WHAT IS BEING ASKED. In the records below, find the lines that include the string "query" and report how many there are, nothing else.

(Records drawn from a dataset)
+-------+
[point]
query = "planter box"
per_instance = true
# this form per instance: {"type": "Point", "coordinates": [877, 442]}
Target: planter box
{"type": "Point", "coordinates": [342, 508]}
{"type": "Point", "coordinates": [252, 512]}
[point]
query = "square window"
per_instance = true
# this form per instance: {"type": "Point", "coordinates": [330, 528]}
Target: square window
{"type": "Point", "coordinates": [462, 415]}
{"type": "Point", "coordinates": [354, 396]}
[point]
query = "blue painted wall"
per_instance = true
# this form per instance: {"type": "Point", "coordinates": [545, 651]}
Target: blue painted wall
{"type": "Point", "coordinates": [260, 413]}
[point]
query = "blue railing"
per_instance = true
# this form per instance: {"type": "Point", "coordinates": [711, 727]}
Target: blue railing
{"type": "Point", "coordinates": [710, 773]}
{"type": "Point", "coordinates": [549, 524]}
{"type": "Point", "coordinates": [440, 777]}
+-------+
SOLUTION TO THIS PROBLEM. 4